*Goal*
Write out the material exactly, with the pictures left out.

*Data provided*
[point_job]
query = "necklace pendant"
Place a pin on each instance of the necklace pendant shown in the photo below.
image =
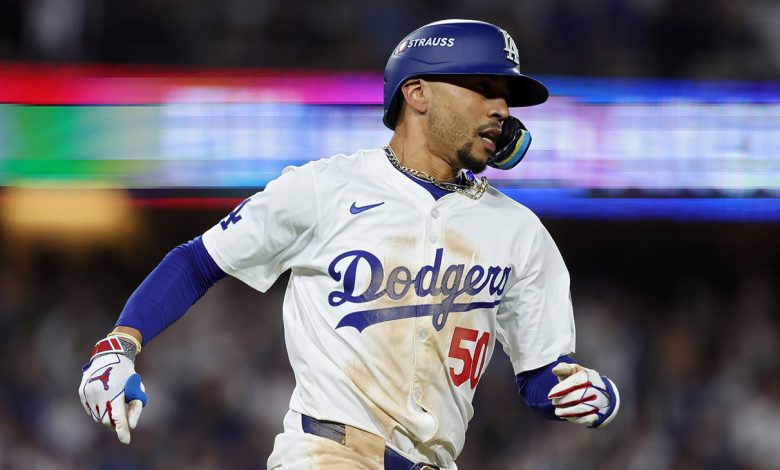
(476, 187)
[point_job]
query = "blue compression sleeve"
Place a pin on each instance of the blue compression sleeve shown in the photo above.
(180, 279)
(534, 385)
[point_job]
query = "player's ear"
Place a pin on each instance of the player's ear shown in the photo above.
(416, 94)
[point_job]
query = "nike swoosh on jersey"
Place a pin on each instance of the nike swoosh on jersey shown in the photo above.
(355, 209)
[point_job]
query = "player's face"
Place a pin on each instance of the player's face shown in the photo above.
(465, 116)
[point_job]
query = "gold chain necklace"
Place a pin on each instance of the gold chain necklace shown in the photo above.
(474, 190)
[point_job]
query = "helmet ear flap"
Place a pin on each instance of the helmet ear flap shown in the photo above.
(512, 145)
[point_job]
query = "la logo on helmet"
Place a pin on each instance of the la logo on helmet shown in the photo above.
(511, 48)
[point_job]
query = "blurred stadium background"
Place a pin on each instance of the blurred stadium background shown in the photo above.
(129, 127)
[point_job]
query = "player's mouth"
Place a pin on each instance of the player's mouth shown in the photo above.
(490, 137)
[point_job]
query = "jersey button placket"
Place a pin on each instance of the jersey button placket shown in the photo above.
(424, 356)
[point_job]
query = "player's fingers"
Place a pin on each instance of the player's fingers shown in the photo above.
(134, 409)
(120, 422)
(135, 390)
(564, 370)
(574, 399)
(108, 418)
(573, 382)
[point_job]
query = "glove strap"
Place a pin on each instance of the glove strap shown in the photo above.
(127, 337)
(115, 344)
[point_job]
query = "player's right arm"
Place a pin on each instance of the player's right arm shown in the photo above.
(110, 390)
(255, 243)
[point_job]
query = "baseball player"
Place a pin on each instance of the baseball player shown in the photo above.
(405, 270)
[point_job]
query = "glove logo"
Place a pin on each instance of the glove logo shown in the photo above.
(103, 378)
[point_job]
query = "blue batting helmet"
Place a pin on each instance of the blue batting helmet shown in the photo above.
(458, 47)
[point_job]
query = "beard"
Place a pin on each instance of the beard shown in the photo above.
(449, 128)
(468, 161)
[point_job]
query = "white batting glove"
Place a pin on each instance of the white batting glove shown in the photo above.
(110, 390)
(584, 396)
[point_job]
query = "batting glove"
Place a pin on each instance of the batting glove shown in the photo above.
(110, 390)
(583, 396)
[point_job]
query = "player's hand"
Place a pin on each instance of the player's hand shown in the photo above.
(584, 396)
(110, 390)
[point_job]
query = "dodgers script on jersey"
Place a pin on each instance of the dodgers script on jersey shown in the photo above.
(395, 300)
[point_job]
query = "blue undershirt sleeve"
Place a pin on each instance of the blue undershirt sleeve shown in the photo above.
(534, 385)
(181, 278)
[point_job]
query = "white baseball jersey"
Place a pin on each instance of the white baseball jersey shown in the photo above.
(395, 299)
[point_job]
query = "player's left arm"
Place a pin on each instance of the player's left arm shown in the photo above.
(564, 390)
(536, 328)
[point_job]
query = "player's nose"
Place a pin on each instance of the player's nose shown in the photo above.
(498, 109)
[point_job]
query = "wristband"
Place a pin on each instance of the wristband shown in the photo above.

*Answer to the problem*
[point_job]
query = "necklace pendant"
Place a pin on each instance of the necklace pendant shown in the photo below.
image =
(476, 187)
[point_job]
query = "blue compression sleeve"
Place a pin on each instance of the blue compression sleeve shown in the photo above.
(180, 279)
(534, 385)
[point_job]
query = "player's ear"
Place a pin on each instance of the player's ear shown in the photo above.
(416, 94)
[point_job]
query = "nike swoosh on jersey"
Place a pin on each instance of the nike swoosh on jersey shown in the photo above.
(355, 209)
[point_job]
query = "player's face"
Place a pin on each instance of the player's face shown in the photo above.
(465, 116)
[point_job]
query = "gold chain necklace"
Place a pin on each instance of the gold chain necklace shown in the photo above.
(474, 190)
[point_job]
query = "helmet ear flap"
Place a pin on each instance of the helmet ear flap shown in the photo above.
(512, 145)
[point_job]
query = "la logo on helmet"
Place a pin on each instance of the la logo on helmet shown in the photo above.
(511, 48)
[point_job]
query = "blurred stadium background"
Place a pin on each instance of the blurred stadium background shown in the photo above.
(129, 127)
[point_job]
query = "player's mouth"
Place a pin on each instance of the player's mouth shown in the photo above.
(490, 137)
[point_job]
query = "jersey button placket"
Place a pin on each instance of the jersey button placket shown in the photo above.
(424, 356)
[point_job]
query = "player's fingers"
Place a pin on each instance of the player's fingers shown in the photo above.
(134, 409)
(120, 422)
(135, 390)
(564, 370)
(574, 399)
(108, 418)
(573, 382)
[point_job]
query = "glove strap"
Place a pin on each instance of the glove strap shown in the photo above.
(127, 337)
(115, 344)
[point_job]
query = "player's right arm"
Place a pin on each instance of the player's right arm shown in the photo above.
(110, 390)
(255, 243)
[point_job]
query = "baseball player"
Place a pin on each instance of the baseball player shown in the photo above.
(405, 270)
[point_job]
query = "glove logo"
Place a pin on each instance of the glove logo shown in the photo above.
(103, 378)
[point_job]
query = "blue batting helmet"
Place a pin on each instance of the blue batting helmet shown in the photo above.
(458, 47)
[point_job]
query = "beard"
Place a pin on each instance of the beard shown in the photo above.
(449, 128)
(468, 161)
[point_job]
query = "white batting glove"
Place a pin on each instance of the white batting glove shown in the photo above.
(110, 390)
(584, 396)
[point_job]
query = "batting glove"
Place a pin on each instance of the batting glove shown in the photo above.
(110, 390)
(583, 396)
[point_job]
query = "player's hand"
Place a pin on each instance of the player's hand shown in the photo above.
(584, 396)
(110, 390)
[point_job]
query = "dodgers script on jersey"
Place a pin on each instance of the dodgers script on jersey shown in the photo above.
(395, 300)
[point_job]
query = "blue undershirt sleeve"
Place a pin on each instance of the blue undershirt sleeve shown in the photo above.
(534, 385)
(181, 278)
[point_job]
query = "white baseball jersey"
Place a pin on each instance of the white baseball jersey shown in the photo above.
(395, 299)
[point_job]
query = "player's left arm"
Place a pin on each instance of the player's left arm shown in the photo above.
(564, 390)
(536, 328)
[point_job]
query = "player's nose"
Place a pin on each instance of the player's nose shown in the photo above.
(498, 109)
[point_job]
query = "wristband"
Place a pin on each instance of the wristband shown in the photo above.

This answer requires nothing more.